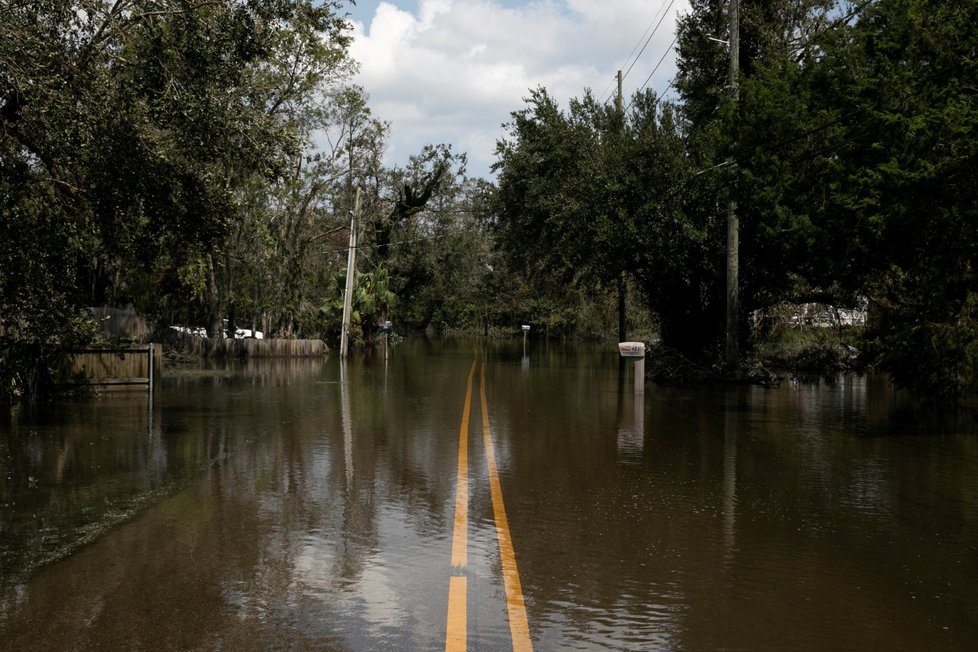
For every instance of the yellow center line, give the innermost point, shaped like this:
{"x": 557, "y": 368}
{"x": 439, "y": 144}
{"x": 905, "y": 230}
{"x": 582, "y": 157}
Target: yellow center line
{"x": 455, "y": 631}
{"x": 461, "y": 530}
{"x": 519, "y": 627}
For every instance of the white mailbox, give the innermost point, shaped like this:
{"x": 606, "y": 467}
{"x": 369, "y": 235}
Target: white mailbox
{"x": 632, "y": 349}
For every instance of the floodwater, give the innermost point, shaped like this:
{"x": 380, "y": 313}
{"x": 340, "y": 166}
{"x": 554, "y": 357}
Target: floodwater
{"x": 306, "y": 505}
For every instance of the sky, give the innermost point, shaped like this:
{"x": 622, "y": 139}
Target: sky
{"x": 452, "y": 71}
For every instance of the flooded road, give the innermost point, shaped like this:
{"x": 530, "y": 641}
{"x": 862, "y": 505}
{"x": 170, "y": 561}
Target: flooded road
{"x": 305, "y": 505}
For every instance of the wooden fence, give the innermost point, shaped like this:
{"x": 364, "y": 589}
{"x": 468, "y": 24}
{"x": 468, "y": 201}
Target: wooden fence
{"x": 137, "y": 365}
{"x": 248, "y": 348}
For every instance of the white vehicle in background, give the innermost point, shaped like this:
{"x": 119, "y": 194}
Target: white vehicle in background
{"x": 239, "y": 333}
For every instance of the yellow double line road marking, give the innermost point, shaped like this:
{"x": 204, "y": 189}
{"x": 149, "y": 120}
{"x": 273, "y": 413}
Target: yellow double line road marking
{"x": 455, "y": 636}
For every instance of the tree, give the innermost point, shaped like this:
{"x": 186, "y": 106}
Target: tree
{"x": 127, "y": 129}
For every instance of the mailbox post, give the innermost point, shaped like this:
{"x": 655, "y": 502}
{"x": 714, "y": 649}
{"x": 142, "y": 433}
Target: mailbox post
{"x": 635, "y": 351}
{"x": 386, "y": 328}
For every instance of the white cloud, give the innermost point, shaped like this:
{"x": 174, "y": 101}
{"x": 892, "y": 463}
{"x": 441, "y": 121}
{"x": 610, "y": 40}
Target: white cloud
{"x": 451, "y": 71}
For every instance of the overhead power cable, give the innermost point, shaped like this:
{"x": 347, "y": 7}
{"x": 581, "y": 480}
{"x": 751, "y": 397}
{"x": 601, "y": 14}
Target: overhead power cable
{"x": 657, "y": 19}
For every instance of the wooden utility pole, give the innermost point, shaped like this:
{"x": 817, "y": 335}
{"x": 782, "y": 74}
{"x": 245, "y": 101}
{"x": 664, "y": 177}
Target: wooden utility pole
{"x": 733, "y": 223}
{"x": 351, "y": 269}
{"x": 622, "y": 335}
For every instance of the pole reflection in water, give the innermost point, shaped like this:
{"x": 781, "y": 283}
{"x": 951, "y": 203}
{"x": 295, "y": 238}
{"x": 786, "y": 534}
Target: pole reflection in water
{"x": 631, "y": 432}
{"x": 730, "y": 474}
{"x": 347, "y": 420}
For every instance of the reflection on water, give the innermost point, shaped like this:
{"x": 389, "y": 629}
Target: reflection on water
{"x": 308, "y": 504}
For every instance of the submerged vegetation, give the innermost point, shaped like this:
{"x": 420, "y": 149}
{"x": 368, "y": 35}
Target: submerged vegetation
{"x": 200, "y": 160}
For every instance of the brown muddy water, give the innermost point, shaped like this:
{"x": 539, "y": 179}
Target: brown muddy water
{"x": 305, "y": 505}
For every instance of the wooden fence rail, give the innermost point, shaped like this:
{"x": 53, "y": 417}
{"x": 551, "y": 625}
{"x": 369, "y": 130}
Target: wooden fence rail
{"x": 116, "y": 367}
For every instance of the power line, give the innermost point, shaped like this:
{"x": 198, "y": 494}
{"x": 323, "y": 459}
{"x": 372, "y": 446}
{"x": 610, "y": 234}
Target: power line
{"x": 649, "y": 78}
{"x": 608, "y": 94}
{"x": 648, "y": 40}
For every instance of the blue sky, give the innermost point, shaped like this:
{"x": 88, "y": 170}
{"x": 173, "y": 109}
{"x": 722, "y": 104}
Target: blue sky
{"x": 451, "y": 71}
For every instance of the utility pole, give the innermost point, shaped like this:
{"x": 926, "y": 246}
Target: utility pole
{"x": 733, "y": 223}
{"x": 351, "y": 269}
{"x": 621, "y": 277}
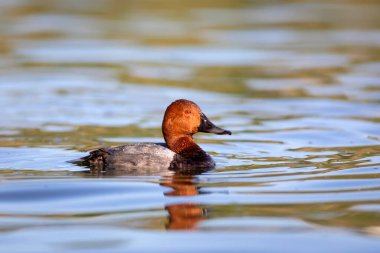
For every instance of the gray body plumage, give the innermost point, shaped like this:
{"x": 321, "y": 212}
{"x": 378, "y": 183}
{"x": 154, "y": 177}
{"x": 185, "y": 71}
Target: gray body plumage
{"x": 145, "y": 159}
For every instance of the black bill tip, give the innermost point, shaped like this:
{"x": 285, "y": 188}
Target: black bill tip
{"x": 206, "y": 126}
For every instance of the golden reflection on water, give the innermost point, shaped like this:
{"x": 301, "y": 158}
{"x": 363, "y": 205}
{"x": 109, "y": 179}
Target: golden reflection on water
{"x": 297, "y": 82}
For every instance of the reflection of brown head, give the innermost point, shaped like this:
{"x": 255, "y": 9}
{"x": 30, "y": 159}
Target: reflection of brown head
{"x": 184, "y": 215}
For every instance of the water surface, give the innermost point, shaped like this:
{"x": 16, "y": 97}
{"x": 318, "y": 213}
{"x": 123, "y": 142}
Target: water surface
{"x": 297, "y": 82}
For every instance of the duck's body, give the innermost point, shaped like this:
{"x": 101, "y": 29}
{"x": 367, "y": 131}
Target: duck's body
{"x": 180, "y": 153}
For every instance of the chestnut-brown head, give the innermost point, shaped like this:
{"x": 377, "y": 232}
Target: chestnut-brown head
{"x": 183, "y": 118}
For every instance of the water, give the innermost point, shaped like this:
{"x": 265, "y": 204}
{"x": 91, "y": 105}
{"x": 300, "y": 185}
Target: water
{"x": 297, "y": 83}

[PROMPT] A verbatim copy of every entry above, with no pictures, is the expected output.

[RESPONSE TO THIS EXERCISE]
For every instance of the yellow center line, give the innermost point, shaped like this:
{"x": 557, "y": 368}
{"x": 439, "y": 144}
{"x": 905, "y": 230}
{"x": 582, "y": 157}
Target: yellow center line
{"x": 455, "y": 631}
{"x": 461, "y": 530}
{"x": 519, "y": 627}
For every instance of the white mailbox, give the innermost point, shaped like this:
{"x": 606, "y": 467}
{"x": 369, "y": 235}
Target: white mailbox
{"x": 632, "y": 349}
For every instance of the floodwater, give the innermost point, shaped like this:
{"x": 380, "y": 313}
{"x": 340, "y": 166}
{"x": 554, "y": 357}
Target: floodwater
{"x": 306, "y": 505}
For every instance of the sky, give the innermost point, shaped like this:
{"x": 622, "y": 139}
Target: sky
{"x": 452, "y": 71}
For every instance of the flooded road, give the innermost point, shaped like this:
{"x": 530, "y": 641}
{"x": 862, "y": 505}
{"x": 170, "y": 561}
Target: flooded road
{"x": 305, "y": 505}
For every instance of the wooden fence, give the innermost point, shaped like this:
{"x": 364, "y": 589}
{"x": 468, "y": 24}
{"x": 468, "y": 201}
Target: wooden fence
{"x": 137, "y": 365}
{"x": 248, "y": 348}
For every instance of the white vehicle in background, give the innermost point, shaped like this:
{"x": 119, "y": 194}
Target: white vehicle in background
{"x": 239, "y": 333}
For every instance of the yellow double line road marking, give the innermost point, shaped like this:
{"x": 204, "y": 189}
{"x": 149, "y": 120}
{"x": 273, "y": 413}
Target: yellow double line road marking
{"x": 455, "y": 636}
For every instance of the tree, give the innermost point, shaped like this:
{"x": 186, "y": 106}
Target: tree
{"x": 127, "y": 129}
For every instance of the mailbox post, give the innermost point, shaped like this:
{"x": 655, "y": 502}
{"x": 714, "y": 649}
{"x": 142, "y": 433}
Target: mailbox post
{"x": 635, "y": 351}
{"x": 386, "y": 328}
For every instance of the white cloud, give the innermost point, shaped like this:
{"x": 174, "y": 101}
{"x": 892, "y": 463}
{"x": 441, "y": 121}
{"x": 610, "y": 40}
Target: white cloud
{"x": 451, "y": 71}
For every instance of the overhead power cable, give the innermost point, shaped like this:
{"x": 347, "y": 7}
{"x": 581, "y": 480}
{"x": 751, "y": 397}
{"x": 601, "y": 14}
Target: overhead power cable
{"x": 657, "y": 19}
For every instance of the wooden utility pole, give the innermost point, shaped like this:
{"x": 817, "y": 335}
{"x": 782, "y": 74}
{"x": 245, "y": 101}
{"x": 664, "y": 177}
Target: wooden utility pole
{"x": 733, "y": 223}
{"x": 351, "y": 269}
{"x": 622, "y": 335}
For every instance of the pole reflection in water, give the innermost point, shaped like this:
{"x": 781, "y": 283}
{"x": 951, "y": 203}
{"x": 295, "y": 238}
{"x": 786, "y": 534}
Target: pole reflection in water
{"x": 631, "y": 432}
{"x": 730, "y": 474}
{"x": 347, "y": 420}
For every instance of the reflection on water, give the innermost point, shaped like this:
{"x": 389, "y": 629}
Target: reflection on water
{"x": 308, "y": 504}
For every instance of the submerged vegetation, give the innermost point, shaped like this:
{"x": 420, "y": 149}
{"x": 368, "y": 35}
Target: submerged vegetation
{"x": 200, "y": 160}
For every instance of the brown muddy water, give the innermost point, shaped like this:
{"x": 539, "y": 179}
Target: brown muddy water
{"x": 305, "y": 505}
For every instance of the wooden fence rail, give the innermost point, shaped like this:
{"x": 53, "y": 417}
{"x": 551, "y": 625}
{"x": 369, "y": 130}
Target: wooden fence rail
{"x": 116, "y": 367}
For every instance of the power line, give the innermost point, shaped like this:
{"x": 198, "y": 494}
{"x": 323, "y": 459}
{"x": 372, "y": 446}
{"x": 610, "y": 234}
Target: power line
{"x": 649, "y": 78}
{"x": 608, "y": 94}
{"x": 648, "y": 40}
For every instance of the blue sky, give the innermost point, shaped like this:
{"x": 88, "y": 170}
{"x": 173, "y": 109}
{"x": 722, "y": 104}
Target: blue sky
{"x": 451, "y": 71}
For every instance of the utility pole, give the innermost point, shaped like this:
{"x": 926, "y": 246}
Target: utility pole
{"x": 733, "y": 223}
{"x": 351, "y": 269}
{"x": 621, "y": 277}
For every instance of the gray body plumage, give the innermost point, shaped like this:
{"x": 321, "y": 212}
{"x": 378, "y": 183}
{"x": 154, "y": 177}
{"x": 185, "y": 71}
Target: gray body plumage
{"x": 145, "y": 159}
For every instance of the black bill tip, give the innermost point, shaped like this:
{"x": 285, "y": 188}
Target: black bill tip
{"x": 206, "y": 126}
For every instance of the golden reflection on water, give the innermost point, shaped like this:
{"x": 301, "y": 158}
{"x": 363, "y": 205}
{"x": 109, "y": 179}
Target: golden reflection on water
{"x": 297, "y": 82}
For every instance of the reflection of brown head, give the innermost point, shaped like this:
{"x": 255, "y": 9}
{"x": 30, "y": 159}
Target: reflection of brown head
{"x": 184, "y": 215}
For every instance of the water surface, give the innermost point, shaped like this:
{"x": 16, "y": 97}
{"x": 318, "y": 213}
{"x": 123, "y": 142}
Target: water surface
{"x": 297, "y": 82}
For every instance of the duck's body, give the innermost point, shaped like this:
{"x": 101, "y": 29}
{"x": 367, "y": 131}
Target: duck's body
{"x": 180, "y": 153}
For every instance of the chestnut-brown head, give the innermost point, shaped like this:
{"x": 377, "y": 232}
Target: chestnut-brown head
{"x": 183, "y": 118}
For every instance of the water, give the innermost point, shaped like this:
{"x": 265, "y": 204}
{"x": 91, "y": 105}
{"x": 300, "y": 185}
Target: water
{"x": 297, "y": 83}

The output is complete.